● **Set task**
Could you gather every line in the rows below that contains the word "beach" and copy each of those lines out in full?

● **Dataset entries**
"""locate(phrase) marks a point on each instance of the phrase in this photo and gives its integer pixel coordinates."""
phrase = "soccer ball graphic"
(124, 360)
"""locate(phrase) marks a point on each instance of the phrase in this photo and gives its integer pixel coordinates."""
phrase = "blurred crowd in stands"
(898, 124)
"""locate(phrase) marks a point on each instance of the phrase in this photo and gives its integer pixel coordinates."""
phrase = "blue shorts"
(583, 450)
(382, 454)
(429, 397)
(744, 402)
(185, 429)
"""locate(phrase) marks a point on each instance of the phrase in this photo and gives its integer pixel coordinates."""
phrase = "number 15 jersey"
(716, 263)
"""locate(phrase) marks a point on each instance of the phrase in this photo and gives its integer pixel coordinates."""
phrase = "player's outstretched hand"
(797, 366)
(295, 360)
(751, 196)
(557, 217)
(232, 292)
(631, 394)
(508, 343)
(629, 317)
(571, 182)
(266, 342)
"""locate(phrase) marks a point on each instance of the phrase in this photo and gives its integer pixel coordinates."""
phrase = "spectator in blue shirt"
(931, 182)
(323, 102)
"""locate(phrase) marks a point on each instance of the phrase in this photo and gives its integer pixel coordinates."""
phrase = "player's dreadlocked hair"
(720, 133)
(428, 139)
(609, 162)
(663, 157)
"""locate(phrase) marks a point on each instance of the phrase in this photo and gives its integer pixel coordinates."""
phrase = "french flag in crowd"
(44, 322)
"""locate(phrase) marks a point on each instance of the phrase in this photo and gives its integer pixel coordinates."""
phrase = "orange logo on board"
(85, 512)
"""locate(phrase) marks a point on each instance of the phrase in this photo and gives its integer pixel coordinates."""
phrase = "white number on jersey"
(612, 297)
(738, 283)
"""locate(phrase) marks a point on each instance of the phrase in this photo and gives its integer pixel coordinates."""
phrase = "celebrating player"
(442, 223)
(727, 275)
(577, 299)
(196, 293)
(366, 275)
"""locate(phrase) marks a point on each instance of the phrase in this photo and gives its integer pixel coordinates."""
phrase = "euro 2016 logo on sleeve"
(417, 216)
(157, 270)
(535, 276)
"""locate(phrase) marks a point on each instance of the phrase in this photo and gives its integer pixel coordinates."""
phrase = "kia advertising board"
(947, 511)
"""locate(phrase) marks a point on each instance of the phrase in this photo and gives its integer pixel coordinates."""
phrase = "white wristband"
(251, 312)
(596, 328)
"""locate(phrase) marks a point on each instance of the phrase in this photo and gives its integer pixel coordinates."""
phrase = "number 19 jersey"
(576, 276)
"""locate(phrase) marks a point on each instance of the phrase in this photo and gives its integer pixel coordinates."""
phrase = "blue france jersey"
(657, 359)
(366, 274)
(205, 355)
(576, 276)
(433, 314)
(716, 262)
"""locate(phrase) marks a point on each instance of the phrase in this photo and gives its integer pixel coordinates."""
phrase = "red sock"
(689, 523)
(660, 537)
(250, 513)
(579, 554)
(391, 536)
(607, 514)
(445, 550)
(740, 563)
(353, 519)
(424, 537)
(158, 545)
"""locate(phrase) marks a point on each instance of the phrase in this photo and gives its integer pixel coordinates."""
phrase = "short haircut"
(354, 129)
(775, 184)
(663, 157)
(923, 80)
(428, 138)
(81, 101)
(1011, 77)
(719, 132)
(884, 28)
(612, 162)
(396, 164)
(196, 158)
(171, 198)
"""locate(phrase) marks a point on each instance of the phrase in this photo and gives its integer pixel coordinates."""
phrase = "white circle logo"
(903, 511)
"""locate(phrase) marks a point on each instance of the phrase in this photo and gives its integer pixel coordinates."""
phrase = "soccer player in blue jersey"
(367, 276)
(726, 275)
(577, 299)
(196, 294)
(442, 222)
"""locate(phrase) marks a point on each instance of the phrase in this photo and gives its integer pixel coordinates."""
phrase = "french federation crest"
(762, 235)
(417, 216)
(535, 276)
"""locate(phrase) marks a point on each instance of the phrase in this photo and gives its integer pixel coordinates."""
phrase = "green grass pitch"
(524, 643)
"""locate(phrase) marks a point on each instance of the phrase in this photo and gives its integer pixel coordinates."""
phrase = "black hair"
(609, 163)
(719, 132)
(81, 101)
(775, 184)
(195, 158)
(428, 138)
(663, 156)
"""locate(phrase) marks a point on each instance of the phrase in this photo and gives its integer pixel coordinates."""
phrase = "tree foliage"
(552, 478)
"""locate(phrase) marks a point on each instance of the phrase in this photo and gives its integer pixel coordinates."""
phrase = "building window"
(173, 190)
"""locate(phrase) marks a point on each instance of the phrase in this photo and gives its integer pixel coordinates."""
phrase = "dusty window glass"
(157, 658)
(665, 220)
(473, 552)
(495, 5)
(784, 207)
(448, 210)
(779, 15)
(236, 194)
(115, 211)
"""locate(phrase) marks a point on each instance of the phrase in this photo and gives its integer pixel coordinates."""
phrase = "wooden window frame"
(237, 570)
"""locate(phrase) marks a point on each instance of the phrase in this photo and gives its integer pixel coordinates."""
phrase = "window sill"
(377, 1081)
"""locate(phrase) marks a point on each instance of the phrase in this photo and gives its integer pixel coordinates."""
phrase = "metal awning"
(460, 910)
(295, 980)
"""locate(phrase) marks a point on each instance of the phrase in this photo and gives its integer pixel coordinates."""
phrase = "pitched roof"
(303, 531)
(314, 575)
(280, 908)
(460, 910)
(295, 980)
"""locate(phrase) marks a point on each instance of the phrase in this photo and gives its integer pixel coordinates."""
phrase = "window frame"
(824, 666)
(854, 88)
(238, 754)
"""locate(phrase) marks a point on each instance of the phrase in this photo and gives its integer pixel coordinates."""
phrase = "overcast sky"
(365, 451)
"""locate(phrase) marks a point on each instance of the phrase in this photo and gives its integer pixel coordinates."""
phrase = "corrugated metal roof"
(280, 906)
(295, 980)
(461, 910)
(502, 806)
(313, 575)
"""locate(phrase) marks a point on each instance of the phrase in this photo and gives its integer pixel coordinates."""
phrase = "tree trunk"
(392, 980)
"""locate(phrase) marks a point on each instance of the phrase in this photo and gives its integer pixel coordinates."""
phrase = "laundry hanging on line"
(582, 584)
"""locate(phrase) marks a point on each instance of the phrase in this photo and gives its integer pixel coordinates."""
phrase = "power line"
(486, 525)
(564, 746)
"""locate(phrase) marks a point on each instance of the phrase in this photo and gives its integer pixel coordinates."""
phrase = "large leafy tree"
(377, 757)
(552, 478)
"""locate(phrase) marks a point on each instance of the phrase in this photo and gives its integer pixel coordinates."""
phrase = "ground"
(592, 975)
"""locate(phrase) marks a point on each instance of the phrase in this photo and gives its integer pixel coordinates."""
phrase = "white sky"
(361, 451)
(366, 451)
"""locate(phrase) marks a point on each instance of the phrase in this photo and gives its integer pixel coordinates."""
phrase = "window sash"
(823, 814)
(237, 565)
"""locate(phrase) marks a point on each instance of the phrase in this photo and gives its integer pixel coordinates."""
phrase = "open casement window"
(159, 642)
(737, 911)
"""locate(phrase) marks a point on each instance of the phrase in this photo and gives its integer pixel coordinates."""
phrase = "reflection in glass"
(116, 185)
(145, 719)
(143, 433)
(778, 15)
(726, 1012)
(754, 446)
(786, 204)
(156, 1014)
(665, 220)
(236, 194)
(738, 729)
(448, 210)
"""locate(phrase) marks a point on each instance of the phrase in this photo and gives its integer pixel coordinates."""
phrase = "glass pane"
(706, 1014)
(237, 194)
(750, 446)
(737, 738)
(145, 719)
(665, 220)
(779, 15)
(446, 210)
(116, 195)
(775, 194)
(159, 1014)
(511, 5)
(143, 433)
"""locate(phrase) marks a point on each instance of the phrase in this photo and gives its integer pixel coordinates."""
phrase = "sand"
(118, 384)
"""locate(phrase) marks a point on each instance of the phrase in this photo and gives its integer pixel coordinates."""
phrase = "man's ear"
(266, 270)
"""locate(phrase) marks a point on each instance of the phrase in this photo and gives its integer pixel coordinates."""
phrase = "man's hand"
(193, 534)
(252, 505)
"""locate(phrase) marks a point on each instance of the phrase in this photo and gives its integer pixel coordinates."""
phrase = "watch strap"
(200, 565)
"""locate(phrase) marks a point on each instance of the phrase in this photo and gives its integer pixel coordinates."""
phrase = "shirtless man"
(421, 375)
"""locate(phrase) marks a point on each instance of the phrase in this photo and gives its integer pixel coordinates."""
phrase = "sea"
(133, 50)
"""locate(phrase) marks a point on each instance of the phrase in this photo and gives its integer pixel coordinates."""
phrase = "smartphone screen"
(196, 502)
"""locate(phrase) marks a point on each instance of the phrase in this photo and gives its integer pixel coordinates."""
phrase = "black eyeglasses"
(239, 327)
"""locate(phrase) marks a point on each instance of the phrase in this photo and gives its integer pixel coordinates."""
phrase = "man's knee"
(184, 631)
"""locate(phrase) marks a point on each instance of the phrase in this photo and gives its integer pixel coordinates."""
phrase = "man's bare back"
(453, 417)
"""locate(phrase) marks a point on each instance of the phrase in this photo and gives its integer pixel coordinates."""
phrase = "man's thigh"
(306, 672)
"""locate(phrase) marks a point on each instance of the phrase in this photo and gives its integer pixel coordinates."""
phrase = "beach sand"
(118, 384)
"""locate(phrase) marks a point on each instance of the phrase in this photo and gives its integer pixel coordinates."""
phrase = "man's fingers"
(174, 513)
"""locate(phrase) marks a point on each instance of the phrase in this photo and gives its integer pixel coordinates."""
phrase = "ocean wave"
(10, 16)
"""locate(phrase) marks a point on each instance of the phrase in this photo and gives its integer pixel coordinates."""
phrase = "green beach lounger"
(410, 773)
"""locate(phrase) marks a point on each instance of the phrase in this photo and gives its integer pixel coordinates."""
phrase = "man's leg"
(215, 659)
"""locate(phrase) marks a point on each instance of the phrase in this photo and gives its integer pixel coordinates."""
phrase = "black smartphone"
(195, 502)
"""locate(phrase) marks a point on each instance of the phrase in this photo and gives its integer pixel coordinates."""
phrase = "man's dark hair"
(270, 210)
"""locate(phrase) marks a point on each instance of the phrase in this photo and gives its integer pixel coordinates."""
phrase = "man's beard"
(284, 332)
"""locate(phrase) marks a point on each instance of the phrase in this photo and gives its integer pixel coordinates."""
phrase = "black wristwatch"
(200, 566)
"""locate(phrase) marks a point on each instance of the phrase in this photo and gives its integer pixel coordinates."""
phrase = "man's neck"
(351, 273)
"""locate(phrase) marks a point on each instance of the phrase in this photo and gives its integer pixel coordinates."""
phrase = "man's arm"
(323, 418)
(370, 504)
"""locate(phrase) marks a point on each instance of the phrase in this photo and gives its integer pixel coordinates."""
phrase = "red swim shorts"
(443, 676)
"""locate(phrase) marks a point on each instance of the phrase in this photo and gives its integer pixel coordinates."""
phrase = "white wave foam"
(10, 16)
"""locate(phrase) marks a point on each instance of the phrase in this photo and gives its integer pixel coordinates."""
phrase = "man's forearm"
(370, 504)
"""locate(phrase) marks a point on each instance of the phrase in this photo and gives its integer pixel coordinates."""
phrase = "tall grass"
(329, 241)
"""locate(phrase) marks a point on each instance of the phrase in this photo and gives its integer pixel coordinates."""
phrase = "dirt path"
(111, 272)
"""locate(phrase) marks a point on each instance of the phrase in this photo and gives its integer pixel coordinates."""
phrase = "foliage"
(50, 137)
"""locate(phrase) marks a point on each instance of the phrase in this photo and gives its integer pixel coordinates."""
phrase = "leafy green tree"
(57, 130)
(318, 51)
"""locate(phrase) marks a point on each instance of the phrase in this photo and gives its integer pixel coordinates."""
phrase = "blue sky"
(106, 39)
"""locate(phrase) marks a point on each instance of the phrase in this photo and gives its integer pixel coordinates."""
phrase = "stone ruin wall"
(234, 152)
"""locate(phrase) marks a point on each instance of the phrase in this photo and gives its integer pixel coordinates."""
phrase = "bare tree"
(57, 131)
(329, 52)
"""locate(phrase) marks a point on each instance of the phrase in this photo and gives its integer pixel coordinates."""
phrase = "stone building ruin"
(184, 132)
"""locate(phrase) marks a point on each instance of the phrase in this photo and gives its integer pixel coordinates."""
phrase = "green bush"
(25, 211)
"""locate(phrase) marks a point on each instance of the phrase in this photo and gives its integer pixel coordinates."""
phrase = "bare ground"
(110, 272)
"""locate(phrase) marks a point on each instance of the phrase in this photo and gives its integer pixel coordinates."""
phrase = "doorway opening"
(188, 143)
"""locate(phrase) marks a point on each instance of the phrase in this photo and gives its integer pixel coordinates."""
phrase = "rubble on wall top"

● **Answer for this exercise**
phrase = "beach sand"
phrase = "green beach lounger"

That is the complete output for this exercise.